■ **Document**

---*---

Mastering MySQL for Emojis: A Guide to utf8mb4, Collations

In the ever-evolving landscape of web development, the need to support diverse and expressive content, such as emojis, has become paramount. Emojis bring a new dimension to communication, and incorporating them into your MySQL database requires careful consideration of character sets and collations.

What is UTF-8

UTF-8 is a variable-width character encoding that can represent every character in the Unicode character set. It assigns a unique code point to each character, including emojis. Emojis are represented by code points beyond the Basic Multilingual Plane (BMP), and UTF-8 supports these extended code points.

Character Sets:

A character set is a collection of characters with a specific encoding. It defines how individual characters are represented as binary data. In MySQL, common character sets include:

latin1: Supports Western European languages.

---*---

■ **Extracted records**
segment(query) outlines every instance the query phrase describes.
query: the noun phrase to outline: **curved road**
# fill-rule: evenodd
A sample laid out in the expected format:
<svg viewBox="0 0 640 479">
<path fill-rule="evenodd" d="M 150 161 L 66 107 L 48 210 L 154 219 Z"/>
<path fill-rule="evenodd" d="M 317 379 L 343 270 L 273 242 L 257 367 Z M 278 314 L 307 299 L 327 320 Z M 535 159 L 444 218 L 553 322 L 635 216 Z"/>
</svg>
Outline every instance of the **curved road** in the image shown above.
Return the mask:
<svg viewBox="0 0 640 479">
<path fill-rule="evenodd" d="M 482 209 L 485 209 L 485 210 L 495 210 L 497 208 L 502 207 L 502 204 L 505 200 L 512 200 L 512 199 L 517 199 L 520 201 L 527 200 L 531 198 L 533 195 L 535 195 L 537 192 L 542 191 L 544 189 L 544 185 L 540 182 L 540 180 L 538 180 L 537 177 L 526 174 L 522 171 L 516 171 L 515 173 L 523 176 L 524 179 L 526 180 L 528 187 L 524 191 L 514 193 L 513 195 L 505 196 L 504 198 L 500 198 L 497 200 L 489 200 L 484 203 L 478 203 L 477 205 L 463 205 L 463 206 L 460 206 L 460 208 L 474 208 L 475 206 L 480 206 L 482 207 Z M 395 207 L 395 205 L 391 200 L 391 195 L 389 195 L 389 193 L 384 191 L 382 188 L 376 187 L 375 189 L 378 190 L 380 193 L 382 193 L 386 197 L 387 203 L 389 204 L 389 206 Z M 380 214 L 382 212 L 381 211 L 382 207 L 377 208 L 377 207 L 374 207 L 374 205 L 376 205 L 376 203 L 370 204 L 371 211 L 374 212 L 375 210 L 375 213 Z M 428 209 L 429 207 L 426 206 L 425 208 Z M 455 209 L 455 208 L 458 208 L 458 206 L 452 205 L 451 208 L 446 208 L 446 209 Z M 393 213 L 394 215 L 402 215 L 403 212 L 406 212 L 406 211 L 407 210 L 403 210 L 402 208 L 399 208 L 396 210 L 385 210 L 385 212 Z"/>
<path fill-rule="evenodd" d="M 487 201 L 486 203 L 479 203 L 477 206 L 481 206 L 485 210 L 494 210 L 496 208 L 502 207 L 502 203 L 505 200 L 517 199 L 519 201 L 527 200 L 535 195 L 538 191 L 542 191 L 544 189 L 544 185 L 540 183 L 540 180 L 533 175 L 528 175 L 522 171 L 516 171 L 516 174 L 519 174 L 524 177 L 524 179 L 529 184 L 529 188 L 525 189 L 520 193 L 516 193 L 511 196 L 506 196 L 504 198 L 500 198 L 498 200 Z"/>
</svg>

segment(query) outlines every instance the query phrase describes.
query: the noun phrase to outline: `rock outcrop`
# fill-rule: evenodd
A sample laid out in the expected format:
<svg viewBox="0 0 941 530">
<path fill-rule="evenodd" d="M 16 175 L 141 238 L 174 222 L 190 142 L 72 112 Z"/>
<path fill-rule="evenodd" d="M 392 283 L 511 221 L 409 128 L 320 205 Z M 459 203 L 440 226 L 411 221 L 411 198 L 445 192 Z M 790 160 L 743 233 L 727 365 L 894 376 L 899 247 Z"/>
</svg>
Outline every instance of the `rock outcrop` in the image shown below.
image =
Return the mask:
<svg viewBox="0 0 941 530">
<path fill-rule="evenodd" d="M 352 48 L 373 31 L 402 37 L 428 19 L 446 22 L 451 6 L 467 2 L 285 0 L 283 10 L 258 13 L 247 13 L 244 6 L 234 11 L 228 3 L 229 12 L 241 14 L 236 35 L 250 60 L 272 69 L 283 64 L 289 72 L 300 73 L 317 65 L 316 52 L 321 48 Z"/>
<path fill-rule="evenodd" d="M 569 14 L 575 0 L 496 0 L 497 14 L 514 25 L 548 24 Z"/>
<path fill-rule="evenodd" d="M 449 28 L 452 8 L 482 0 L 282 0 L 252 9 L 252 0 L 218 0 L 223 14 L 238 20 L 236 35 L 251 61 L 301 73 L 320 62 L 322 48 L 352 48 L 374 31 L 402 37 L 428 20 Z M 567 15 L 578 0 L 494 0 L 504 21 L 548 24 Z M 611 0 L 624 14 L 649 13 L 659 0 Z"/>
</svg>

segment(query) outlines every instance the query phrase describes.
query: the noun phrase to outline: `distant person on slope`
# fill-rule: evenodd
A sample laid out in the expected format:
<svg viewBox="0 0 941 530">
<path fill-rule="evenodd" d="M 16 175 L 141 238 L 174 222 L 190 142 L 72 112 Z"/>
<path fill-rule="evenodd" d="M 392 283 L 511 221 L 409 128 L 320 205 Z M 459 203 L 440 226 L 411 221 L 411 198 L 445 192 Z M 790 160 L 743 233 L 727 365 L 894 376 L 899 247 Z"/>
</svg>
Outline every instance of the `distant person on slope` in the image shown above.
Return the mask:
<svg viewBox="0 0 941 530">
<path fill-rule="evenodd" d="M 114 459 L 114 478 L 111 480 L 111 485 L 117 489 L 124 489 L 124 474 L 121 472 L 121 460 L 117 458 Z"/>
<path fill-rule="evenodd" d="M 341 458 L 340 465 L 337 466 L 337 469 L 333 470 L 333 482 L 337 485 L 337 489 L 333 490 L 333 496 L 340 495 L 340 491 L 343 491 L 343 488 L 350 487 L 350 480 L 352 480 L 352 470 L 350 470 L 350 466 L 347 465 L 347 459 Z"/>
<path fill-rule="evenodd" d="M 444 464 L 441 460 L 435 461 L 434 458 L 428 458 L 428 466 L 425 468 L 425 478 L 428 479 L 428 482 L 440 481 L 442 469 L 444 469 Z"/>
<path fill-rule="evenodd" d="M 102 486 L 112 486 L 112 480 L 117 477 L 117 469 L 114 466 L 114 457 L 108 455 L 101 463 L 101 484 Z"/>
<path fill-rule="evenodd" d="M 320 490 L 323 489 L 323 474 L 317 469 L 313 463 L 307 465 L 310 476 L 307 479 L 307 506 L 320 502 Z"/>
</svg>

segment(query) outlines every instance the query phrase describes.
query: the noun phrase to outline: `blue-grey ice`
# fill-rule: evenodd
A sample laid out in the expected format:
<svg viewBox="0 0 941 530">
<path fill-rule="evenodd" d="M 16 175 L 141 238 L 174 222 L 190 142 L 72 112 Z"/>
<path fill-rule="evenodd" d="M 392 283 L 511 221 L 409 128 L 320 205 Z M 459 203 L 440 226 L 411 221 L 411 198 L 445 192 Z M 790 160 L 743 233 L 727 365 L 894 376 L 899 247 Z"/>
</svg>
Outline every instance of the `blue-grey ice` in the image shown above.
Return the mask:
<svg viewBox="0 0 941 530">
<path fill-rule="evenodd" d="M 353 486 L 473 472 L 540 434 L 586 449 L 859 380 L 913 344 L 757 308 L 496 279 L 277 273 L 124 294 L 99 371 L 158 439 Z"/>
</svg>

---*---

■ **Task set**
1. Answer these about the MySQL emoji guide, marking each answer (a), (b), or (c):
(a) What kind of character encoding is UTF-8?
(b) Where do the code points for emojis lie?
(c) Which languages does latin1 support?
2. Please show every line of the records that contains the string "road", with case counting.

■ **List of solutions**
1.
(a) A variable-width character encoding.
(b) Beyond the Basic Multilingual Plane (BMP).
(c) Western European languages.

2.
query: the noun phrase to outline: **curved road**
Outline every instance of the **curved road** in the image shown above.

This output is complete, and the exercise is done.